*ПОПРОБУЙТЕ САМИ:*
Перепечатайте фрагмент о племени пираха целиком, знак в знак.

Мои дети, росшие в среде амазонской культуры на положении меньшинства, научились «видеть» мир иначе, что сказалось на их разпитии как личностей. Когда мои дети впервые познакомились с племенем пираха, все они закричали в один голос, что не видали никого Уродливее этих индейцев. Пираха редко моются с мылом (у них его просто нет), женщины не причесываются (расчесок тоже нет), и всякий ребенок народа пираха непременно перемазан грязью, соплями и кровью. Однако, когда мои дети поближе познакомились с племенем, их взгляды переменились. Почти год спустя, когда приехавший к нам бразильский военный заметил, что пираха уродливы, мои дети не на шутку рассердились: «Как можно говорить, что они уродливые?» — спрашивали дети у меня. Они забыли, что думали раньше, и привыкли считать пираха красивыми. Они научились думать и как американцы, и как бразильцы, и как индейцы. Шеннон и Кристин быстро подружились с местными детишками и стали исчезать по утрам со своими сверстницами из племени, если не надо было делать задания; они плавали на лодке по реке и возвращались только поздним вечером с ягодами, орехами и другими лакомствами джунглей.

[Сохранённые записи]
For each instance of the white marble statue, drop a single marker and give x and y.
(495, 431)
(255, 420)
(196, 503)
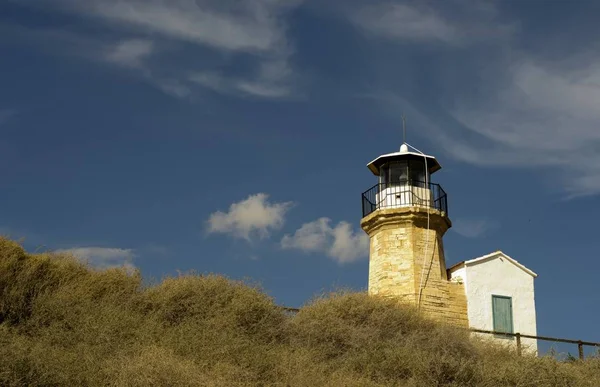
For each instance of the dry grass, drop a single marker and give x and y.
(63, 324)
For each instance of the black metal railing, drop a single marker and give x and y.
(406, 193)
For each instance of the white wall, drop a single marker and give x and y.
(499, 276)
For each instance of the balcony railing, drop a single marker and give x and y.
(409, 193)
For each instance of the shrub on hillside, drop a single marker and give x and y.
(63, 324)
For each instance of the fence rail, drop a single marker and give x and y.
(518, 336)
(406, 193)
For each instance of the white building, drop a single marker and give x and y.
(500, 295)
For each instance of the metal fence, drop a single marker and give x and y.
(518, 336)
(405, 193)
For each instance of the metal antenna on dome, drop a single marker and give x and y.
(403, 129)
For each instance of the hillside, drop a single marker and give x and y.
(63, 324)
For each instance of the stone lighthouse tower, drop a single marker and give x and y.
(406, 217)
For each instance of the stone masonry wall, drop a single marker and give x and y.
(405, 256)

*РЕЗУЛЬТАТ УПРАЖНЕНИЯ:*
Мои дети, росшие в среде амазонской культуры на положении меньшинства, научились «видеть» мир иначе, что сказалось на их разпитии как личностей. Когда мои дети впервые познакомились с племенем пираха, все они закричали в один голос, что не видали никого Уродливее этих индейцев. Пираха редко моются с мылом (у них его просто нет), женщины не причесываются (расчесок тоже нет), и всякий ребенок народа пираха непременно перемазан грязью, соплями и кровью. Однако, когда мои дети поближе познакомились с племенем, их взгляды переменились. Почти год спустя, когда приехавший к нам бразильский военный заметил, что пираха уродливы, мои дети не на шутку рассердились: «Как можно говорить, что они уродливые?» — спрашивали дети у меня. Они забыли, что думали раньше, и привыкли считать пираха красивыми. Они научились думать и как американцы, и как бразильцы, и как индейцы. Шеннон и Кристин быстро подружились с местными детишками и стали исчезать по утрам со своими сверстницами из племени, если не надо было делать задания; они плавали на лодке по реке и возвращались только поздним вечером с ягодами, орехами и другими лакомствами джунглей.